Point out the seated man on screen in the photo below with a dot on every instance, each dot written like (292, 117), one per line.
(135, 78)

········

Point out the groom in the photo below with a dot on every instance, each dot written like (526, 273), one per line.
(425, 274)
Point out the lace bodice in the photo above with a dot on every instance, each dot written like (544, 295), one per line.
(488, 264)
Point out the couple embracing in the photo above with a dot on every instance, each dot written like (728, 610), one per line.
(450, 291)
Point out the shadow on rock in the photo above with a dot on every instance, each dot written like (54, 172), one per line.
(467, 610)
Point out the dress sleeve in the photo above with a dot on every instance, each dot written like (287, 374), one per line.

········

◆ Required work:
In the entries above, please find the line with "Point out the groom" and the line with "Point out the dress", then write out exactly those two lines and every line between them, and nothing more.

◆ Task result:
Point out the groom in the photo below with a dot on every instance, each dot written like (526, 273), one per line.
(425, 274)
Point out the lace bodice in the photo above with a dot on every instance, each dot written like (544, 295), one per line.
(488, 264)
Point out the couple embracing in the photo above with a dot on every instance, each dot written like (728, 610), one per line.
(450, 291)
Point out the shadow on rock in the photo above with a dot on every instance, each dot written like (54, 172), one per line.
(467, 610)
Point out the dress sleeve in the photo above with a dot on every instance, each dot written like (287, 374), one per line.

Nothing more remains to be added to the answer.